→ REQUIRED ACTION: Verbatim output of the full listing is required.

→ INFORMATION:
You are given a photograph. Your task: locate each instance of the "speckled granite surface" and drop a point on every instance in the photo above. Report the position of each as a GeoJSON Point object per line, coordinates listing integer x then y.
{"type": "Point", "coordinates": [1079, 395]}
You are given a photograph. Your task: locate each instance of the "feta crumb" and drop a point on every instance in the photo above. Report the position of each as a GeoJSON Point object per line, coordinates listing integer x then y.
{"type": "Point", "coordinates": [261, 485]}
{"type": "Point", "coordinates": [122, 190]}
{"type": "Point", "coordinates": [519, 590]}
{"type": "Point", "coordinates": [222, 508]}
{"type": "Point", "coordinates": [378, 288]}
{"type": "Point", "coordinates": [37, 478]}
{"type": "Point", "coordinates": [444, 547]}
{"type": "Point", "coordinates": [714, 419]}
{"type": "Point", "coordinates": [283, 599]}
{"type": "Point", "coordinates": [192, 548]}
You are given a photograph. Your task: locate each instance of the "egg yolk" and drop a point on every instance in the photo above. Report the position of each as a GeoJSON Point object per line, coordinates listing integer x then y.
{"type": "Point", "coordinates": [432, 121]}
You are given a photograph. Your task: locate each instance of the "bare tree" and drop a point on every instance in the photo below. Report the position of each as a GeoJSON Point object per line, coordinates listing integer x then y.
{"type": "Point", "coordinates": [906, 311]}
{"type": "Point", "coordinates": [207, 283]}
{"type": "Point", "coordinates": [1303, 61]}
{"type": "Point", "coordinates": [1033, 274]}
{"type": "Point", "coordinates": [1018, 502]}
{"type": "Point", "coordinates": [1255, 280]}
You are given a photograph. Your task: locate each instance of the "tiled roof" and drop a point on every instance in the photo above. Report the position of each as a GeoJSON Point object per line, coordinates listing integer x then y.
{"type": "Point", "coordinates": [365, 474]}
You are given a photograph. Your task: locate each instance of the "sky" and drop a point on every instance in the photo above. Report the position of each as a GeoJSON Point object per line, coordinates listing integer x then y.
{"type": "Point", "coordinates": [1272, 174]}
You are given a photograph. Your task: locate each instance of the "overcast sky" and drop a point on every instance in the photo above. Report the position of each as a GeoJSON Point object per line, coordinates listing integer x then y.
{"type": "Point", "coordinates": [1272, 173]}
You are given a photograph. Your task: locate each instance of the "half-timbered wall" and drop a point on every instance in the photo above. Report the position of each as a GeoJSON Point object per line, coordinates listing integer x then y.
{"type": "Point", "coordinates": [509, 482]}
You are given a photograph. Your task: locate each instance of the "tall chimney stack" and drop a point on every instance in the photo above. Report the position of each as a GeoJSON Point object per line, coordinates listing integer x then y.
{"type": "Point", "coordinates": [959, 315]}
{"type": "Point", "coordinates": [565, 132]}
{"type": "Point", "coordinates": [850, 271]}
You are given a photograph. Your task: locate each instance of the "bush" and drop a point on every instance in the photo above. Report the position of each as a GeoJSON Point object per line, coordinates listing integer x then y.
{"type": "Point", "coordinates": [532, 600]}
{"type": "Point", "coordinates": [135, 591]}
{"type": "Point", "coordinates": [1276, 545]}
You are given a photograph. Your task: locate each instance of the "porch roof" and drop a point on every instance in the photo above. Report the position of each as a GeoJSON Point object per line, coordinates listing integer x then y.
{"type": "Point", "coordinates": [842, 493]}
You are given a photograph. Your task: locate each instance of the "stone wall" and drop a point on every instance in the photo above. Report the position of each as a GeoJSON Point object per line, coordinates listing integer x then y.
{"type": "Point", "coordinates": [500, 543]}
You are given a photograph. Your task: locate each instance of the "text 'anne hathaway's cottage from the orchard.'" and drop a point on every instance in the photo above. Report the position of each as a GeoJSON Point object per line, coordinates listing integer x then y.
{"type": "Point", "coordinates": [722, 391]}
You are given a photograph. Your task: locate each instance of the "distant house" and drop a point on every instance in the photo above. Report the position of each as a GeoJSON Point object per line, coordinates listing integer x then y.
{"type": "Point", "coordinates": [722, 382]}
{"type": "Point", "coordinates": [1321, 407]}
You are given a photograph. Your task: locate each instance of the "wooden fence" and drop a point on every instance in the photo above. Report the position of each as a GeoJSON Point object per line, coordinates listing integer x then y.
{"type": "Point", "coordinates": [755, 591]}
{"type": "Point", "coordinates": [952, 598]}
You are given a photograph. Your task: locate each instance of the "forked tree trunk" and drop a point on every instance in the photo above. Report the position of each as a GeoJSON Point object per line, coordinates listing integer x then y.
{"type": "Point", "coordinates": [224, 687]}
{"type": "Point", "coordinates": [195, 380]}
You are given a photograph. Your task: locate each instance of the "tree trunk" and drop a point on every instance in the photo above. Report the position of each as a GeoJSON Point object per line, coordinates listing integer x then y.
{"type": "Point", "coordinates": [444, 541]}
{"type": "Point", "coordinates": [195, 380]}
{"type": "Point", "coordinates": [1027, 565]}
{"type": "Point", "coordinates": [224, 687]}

→ EXERCISE RESULT:
You are given a photograph. Your task: locate each instance of the "speckled granite surface" and drop a point on every instance in the photo above. Report the position of each as a GeoJSON Point object per line, coordinates listing integer x then y.
{"type": "Point", "coordinates": [1079, 395]}
You are given a photograph. Your task: locate each instance of the "feta crumb" and drop a point on every instance in the photo above. Report the position of each as a GeoJSON Point object per line, coordinates listing integer x then y.
{"type": "Point", "coordinates": [261, 485]}
{"type": "Point", "coordinates": [122, 190]}
{"type": "Point", "coordinates": [519, 590]}
{"type": "Point", "coordinates": [222, 508]}
{"type": "Point", "coordinates": [378, 288]}
{"type": "Point", "coordinates": [37, 478]}
{"type": "Point", "coordinates": [444, 547]}
{"type": "Point", "coordinates": [714, 419]}
{"type": "Point", "coordinates": [283, 599]}
{"type": "Point", "coordinates": [192, 548]}
You are given a photograph. Your task: locate each instance of the "egg yolk" and drop a point on every instance in the photo above. Report the position of each as a GeoJSON Point object per line, coordinates listing integer x then y.
{"type": "Point", "coordinates": [432, 121]}
You are given a photograph. Your task: locate each instance of the "bare tree" and drop a point on every instance in the photo below. Report the position of each as a GeoJSON Point object per line, coordinates listing integer x then y.
{"type": "Point", "coordinates": [906, 311]}
{"type": "Point", "coordinates": [207, 283]}
{"type": "Point", "coordinates": [1303, 61]}
{"type": "Point", "coordinates": [1033, 274]}
{"type": "Point", "coordinates": [1018, 502]}
{"type": "Point", "coordinates": [1255, 280]}
You are given a photograph. Your task: locate each instance of the "tiled roof" and drop a point on every instance in the photo above. Report the position of each as a GeoJSON Point object per line, coordinates listing integer x then y.
{"type": "Point", "coordinates": [365, 474]}
You are given a photograph. Your task: locate each instance of the "sky" and drop a point on every instance in the photo above. Report the position of each as a GeoJSON Point object per line, coordinates listing integer x then y.
{"type": "Point", "coordinates": [1272, 174]}
You are given a photograph. Your task: locate each instance of the "overcast sky" and drop a point on every instance in the photo above. Report the position of each as a GeoJSON Point object per line, coordinates listing integer x then y.
{"type": "Point", "coordinates": [1272, 173]}
You are given a photograph. Your task: locate each instance of the "half-timbered wall" and drop a point on every instance in the photo above. Report the position of each as a GeoJSON Point object per line, coordinates listing integer x then y.
{"type": "Point", "coordinates": [509, 482]}
You are given a photograph. Your task: locate each instance of the "tall chimney stack" and drop a point on every instance in the photo above. Report the position of each as a GeoJSON Point object per line, coordinates listing integer x then y.
{"type": "Point", "coordinates": [959, 315]}
{"type": "Point", "coordinates": [565, 132]}
{"type": "Point", "coordinates": [850, 271]}
You are given a photograph. Your task: locate each instance of the "bush" and drop a point on every instance in the photo above. Report the position of each as a GeoJSON Point object per line, coordinates listing integer x then y.
{"type": "Point", "coordinates": [532, 600]}
{"type": "Point", "coordinates": [135, 591]}
{"type": "Point", "coordinates": [1276, 545]}
You are given a photograph. Your task: locate each instance of the "porch roof" and drop a point on every instance in the photo above. Report the position of each as a GeoJSON Point object per line, coordinates listing integer x then y.
{"type": "Point", "coordinates": [842, 493]}
You are given a photograph. Your task: locate each instance of the "stone wall" and drop a point on every instance in the photo above. Report the position of each as a GeoJSON Point object per line, coordinates listing integer x then y.
{"type": "Point", "coordinates": [500, 543]}
You are given a photograph. Your task: locate each instance of the "text 'anne hathaway's cottage from the orchard.'" and drop a point on every instance in the photo above. Report the position of each as a GeoJSON Point object per line, coordinates listing integer x then y.
{"type": "Point", "coordinates": [722, 391]}
You are given a photograph. Your task: locate each instance of the "distant house" and drop a point on every instance in the photo above. Report the position of each as a GeoJSON Point object per line, coordinates listing integer x then y.
{"type": "Point", "coordinates": [722, 382]}
{"type": "Point", "coordinates": [1321, 407]}
You are given a photograph. Your task: locate each instance of the "wooden fence" and drop a point on every instance in the photo above. Report the position of each as a GeoJSON Point object per line, coordinates listing integer x then y.
{"type": "Point", "coordinates": [755, 591]}
{"type": "Point", "coordinates": [952, 598]}
You are given a photograph. Your task: locate each instance of the "forked tree trunk" and drop a point on every instance in the photo above. Report the position of each as a GeoJSON Point object per line, coordinates listing integer x then y.
{"type": "Point", "coordinates": [224, 687]}
{"type": "Point", "coordinates": [195, 380]}
You are given a photograph. Your task: locate each instance of the "tree trunk" and drop a point on every instance in the photo above. Report the position of each as a GeoJSON Point object per line, coordinates listing integer x then y.
{"type": "Point", "coordinates": [444, 541]}
{"type": "Point", "coordinates": [195, 380]}
{"type": "Point", "coordinates": [1027, 565]}
{"type": "Point", "coordinates": [224, 687]}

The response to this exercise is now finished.